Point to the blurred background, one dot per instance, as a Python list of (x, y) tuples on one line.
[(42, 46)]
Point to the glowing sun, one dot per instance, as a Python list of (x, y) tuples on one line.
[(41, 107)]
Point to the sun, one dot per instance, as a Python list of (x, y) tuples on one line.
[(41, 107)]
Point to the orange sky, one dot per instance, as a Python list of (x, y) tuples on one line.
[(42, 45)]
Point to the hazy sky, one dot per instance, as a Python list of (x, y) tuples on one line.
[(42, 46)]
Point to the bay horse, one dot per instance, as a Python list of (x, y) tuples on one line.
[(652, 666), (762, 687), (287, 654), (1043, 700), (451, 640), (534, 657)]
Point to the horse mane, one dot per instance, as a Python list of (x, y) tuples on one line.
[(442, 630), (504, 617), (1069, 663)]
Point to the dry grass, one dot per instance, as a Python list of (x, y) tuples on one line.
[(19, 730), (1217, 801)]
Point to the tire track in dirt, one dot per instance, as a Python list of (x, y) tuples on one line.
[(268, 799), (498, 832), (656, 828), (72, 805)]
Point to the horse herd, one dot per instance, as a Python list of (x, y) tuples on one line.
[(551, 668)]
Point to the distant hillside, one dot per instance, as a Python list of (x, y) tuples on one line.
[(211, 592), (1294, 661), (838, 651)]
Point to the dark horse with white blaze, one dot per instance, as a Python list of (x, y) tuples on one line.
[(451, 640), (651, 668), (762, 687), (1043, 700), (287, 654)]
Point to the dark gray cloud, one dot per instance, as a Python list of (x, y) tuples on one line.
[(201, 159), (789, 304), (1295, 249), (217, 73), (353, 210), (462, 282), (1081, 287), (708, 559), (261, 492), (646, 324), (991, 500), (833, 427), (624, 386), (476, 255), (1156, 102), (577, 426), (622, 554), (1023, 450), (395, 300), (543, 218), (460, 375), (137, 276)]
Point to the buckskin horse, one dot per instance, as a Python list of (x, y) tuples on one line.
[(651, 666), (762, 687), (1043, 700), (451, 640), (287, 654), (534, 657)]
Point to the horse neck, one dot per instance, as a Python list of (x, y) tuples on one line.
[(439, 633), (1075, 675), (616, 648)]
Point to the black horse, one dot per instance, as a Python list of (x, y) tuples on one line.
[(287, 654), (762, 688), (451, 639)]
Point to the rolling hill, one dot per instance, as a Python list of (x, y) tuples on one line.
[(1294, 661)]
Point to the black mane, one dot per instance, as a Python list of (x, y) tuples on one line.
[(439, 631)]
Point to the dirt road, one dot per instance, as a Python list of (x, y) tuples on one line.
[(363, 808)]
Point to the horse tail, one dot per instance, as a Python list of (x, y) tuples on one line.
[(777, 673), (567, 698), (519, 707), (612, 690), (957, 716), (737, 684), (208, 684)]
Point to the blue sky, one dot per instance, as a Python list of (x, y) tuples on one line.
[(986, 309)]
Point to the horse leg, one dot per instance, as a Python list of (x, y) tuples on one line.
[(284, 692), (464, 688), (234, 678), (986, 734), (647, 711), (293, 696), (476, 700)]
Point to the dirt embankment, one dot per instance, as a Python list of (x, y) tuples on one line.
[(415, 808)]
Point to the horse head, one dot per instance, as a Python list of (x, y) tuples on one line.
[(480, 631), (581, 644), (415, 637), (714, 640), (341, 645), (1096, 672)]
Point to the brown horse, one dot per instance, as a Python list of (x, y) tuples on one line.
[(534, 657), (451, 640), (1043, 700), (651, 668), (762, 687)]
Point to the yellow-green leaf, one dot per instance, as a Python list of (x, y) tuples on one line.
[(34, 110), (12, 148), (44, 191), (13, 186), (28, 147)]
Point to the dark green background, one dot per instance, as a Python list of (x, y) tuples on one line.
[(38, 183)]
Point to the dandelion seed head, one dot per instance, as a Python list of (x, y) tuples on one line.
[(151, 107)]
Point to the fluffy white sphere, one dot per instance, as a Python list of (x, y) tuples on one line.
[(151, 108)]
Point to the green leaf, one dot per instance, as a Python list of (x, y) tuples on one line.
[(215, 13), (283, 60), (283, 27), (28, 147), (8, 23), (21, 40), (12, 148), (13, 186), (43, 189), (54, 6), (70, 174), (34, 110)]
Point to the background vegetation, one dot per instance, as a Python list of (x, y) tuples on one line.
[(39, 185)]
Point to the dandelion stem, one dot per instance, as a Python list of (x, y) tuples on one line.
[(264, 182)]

- - - -

* _Problem to solve_
Give the complete listing a second time, exactly as it reads.

* _Answer for the task_
Point to the blurred background, one dot per instance, as a Python list of (x, y) tuples on one line.
[(42, 46)]
Point to the glowing sun, one dot per instance, as a Python list of (x, y) tuples on one line.
[(41, 107)]
Point to the sun, one dot per instance, as a Python list of (x, y) tuples on one line.
[(41, 107)]
Point to the orange sky, one dot per instance, as a Python list of (x, y) tuples on one line.
[(42, 45)]
Point to the hazy sky, one dot per instance, as a Python list of (x, y) tuples on one line.
[(42, 46)]
Point to the bay horse, one dot per instance, as a Python list of (x, y) tuples on one line.
[(652, 666), (762, 687), (287, 654), (1043, 700), (451, 640), (534, 657)]
Point to the horse mane, one dot per instance, as a Python list of (x, y) tuples on one line.
[(442, 630), (504, 617), (1069, 663)]
Point to the dry grass, one dot per instance, as a Python list of (x, y) tuples on one line.
[(19, 730), (1217, 801)]
Point to the tire track in dirt, one dot per instance, as a Python list of (x, y) tuples on one line.
[(268, 799), (498, 832), (656, 828), (72, 805)]
Point to the horse herd, one dot per instance, as a Python list of (x, y) tuples on one line.
[(551, 668)]
Point to the distant hillside, one dot per instance, as a Python list of (x, y) tuples on one line.
[(211, 592), (1294, 661), (838, 651)]
Point to the dark horse with white blaze, one dot per instance, as a Python list of (x, y) tuples on one line.
[(451, 640), (651, 668), (762, 687), (1043, 700), (287, 654)]
Point to the dark gray cloud, one dot per instance, as a Python list of (x, y) tuples on one line.
[(201, 159), (789, 304), (1295, 249), (217, 73), (353, 210), (462, 282), (1081, 287), (708, 559), (261, 492), (646, 324), (991, 500), (833, 427), (624, 386), (476, 255), (1156, 102), (577, 426), (622, 554), (1023, 450), (395, 300), (543, 218), (460, 375), (137, 276)]
Point to the buckskin horse, one dot per instance, as a Python list of (x, y) tuples on one line.
[(651, 666), (762, 687), (1043, 700), (451, 640), (287, 654), (534, 657)]
Point to the horse neck, one dot per instance, as a Python list of (x, y) tuples on one line.
[(439, 633), (1075, 675), (616, 648)]
Point to the black horse, one dot per instance, as a Python list of (x, y) tuples on one line.
[(287, 654), (762, 688), (451, 639)]
Point to the rolling hill, one dot per instance, as a Python list of (x, y) tuples on one line.
[(1294, 661)]
Point to the black mane, one dot per instance, as a Python list of (x, y) tuples on one line.
[(439, 631)]
Point to the dirt road, one dot per instance, as a Python list of (x, y) tuples on one line.
[(363, 808)]
Point to the horse tail, one dot per instance, as a Python list of (x, y) tuples on one line.
[(777, 673), (567, 698), (519, 707), (612, 690), (957, 716), (737, 684), (208, 684)]
Point to the blue sky, one dot per instance, as a Python list of (x, y) tuples on one line.
[(986, 309)]
Point to the horse leg, one dot per instance, as a Python list of (x, y) tuples on one line.
[(284, 692), (464, 688), (234, 678), (986, 734), (647, 711), (293, 696), (476, 700)]
Point to the dirt embankment, one dot per instance, as a Python list of (x, y) tuples on one line.
[(415, 808)]
Point to the horse head, one dot per instance, as a Python list of (x, y) tuples on one line.
[(480, 631), (581, 644), (415, 637), (714, 640), (341, 645), (1096, 672)]
Point to the brown horse, one dot per instance, as a Python list of (x, y) tuples on one line.
[(534, 657), (451, 640), (1043, 700), (651, 668), (762, 687)]
Point to the yellow-green leaf, one dot per instance, as a Python list of (x, y) tuples on one line.
[(34, 110), (12, 148), (44, 191), (13, 186), (28, 147)]
Point to the dark green background, one dot per instance, as a Python list of (x, y) tuples on one line.
[(38, 183)]
Point to the dandelion seed head, one dot per instance, as a Python list of (x, y) tuples on one line.
[(151, 107)]
Point to the fluffy white sphere, one dot per instance, as a Python list of (x, y) tuples on one line.
[(151, 108)]
Point to the green leaf, one dot per instance, as a Python list of (x, y) tuples on one line.
[(215, 13), (283, 60), (283, 27), (28, 147), (8, 23), (21, 40), (12, 148), (13, 186), (43, 189), (54, 6), (70, 174), (34, 110)]
Point to the background vegetation, one dot per instance, as a Python list of (x, y) tuples on one line.
[(39, 185)]
Point to the dandelion stem, one dot per instance, as a Python list of (x, y) tuples on one line.
[(264, 182)]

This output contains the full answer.